◆ **Your objective**: Reproduce every line of the material below without changing a single character.

◆ **Data provided**:
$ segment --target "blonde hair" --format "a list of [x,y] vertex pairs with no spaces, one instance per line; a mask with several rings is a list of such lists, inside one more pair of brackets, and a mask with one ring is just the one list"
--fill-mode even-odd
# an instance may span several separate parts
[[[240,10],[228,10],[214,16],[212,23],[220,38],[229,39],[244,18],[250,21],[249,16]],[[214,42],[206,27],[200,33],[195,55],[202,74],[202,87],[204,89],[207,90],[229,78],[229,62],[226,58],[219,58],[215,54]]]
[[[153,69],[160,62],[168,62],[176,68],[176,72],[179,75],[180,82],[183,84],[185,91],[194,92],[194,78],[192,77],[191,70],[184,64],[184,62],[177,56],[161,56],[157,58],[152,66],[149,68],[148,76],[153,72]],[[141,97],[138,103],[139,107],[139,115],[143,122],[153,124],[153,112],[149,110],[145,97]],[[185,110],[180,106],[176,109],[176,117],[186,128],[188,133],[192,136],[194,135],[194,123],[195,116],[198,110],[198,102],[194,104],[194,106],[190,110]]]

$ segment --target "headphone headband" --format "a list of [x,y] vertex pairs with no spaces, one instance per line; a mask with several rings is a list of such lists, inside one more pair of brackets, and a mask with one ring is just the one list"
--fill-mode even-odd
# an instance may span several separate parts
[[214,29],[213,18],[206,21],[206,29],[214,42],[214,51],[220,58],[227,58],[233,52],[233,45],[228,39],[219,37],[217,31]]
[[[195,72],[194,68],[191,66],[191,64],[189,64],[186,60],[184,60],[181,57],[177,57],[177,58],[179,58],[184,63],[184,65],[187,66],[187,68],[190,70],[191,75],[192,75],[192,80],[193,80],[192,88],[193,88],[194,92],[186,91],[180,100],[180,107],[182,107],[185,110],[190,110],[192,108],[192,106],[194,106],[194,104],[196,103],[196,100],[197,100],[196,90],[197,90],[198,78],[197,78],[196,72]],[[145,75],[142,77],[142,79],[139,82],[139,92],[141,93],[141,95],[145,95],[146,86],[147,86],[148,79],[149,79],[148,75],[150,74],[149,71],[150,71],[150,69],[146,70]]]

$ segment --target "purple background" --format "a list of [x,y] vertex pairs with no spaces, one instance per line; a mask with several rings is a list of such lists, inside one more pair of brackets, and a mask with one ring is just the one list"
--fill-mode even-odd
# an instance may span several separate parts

◆ **Right answer**:
$ segment --target "blonde hair" --format "a list of [x,y] vertex pairs with no spaces, one instance per line; a mask with several rings is a list of such lists, inside one more pair of brackets, and a mask with one ring is just the one list"
--fill-mode even-odd
# an instance may span several separate parts
[[[240,10],[228,10],[214,16],[212,23],[220,38],[229,39],[244,18],[250,21],[249,16]],[[214,42],[206,27],[200,33],[195,55],[202,74],[202,87],[204,89],[207,90],[229,78],[229,62],[226,58],[219,58],[215,54]]]
[[[153,69],[160,62],[168,62],[176,68],[176,72],[179,75],[180,82],[183,84],[185,91],[194,92],[194,78],[192,77],[191,70],[184,64],[184,62],[177,56],[161,56],[157,58],[152,66],[149,68],[148,76],[153,72]],[[141,97],[138,103],[139,107],[139,115],[143,122],[153,124],[153,112],[149,110],[145,97]],[[185,110],[180,106],[176,109],[176,117],[186,128],[188,133],[192,136],[194,135],[194,123],[195,116],[198,110],[198,102],[194,104],[194,106],[190,110]]]

$ segment --target "headphone headband" --format "a list of [x,y] vertex pairs with no spaces, one instance per line; a mask with several rings is a list of such lists, inside one more pair of brackets, and a mask with one ring is just the one list"
--fill-mode even-odd
# an instance may span several separate parts
[[214,29],[213,18],[206,21],[206,29],[214,42],[214,51],[220,58],[227,58],[233,52],[233,45],[228,39],[219,37],[217,31]]
[[[195,72],[194,68],[191,66],[191,64],[189,64],[186,60],[184,60],[181,57],[177,57],[177,58],[179,58],[184,63],[184,65],[187,66],[187,68],[190,70],[191,75],[192,75],[192,80],[193,80],[192,88],[193,88],[194,92],[186,91],[180,100],[180,107],[182,107],[185,110],[190,110],[192,108],[192,106],[194,106],[194,104],[196,103],[196,100],[197,100],[196,90],[197,90],[198,78],[197,78],[196,72]],[[145,75],[142,77],[142,79],[139,82],[139,92],[141,93],[141,95],[145,95],[146,86],[147,86],[148,79],[149,79],[148,75],[150,74],[149,71],[150,71],[150,69],[146,70]]]

$ segment --target "purple background" --format "a list of [x,y] vertex pairs with no spaces, one instance per line; a mask with several rings is a list of such lists, inside one more pair of brackets, and a mask with one ring is just the one list"
--fill-mode even-odd
# an instance may span several separate parts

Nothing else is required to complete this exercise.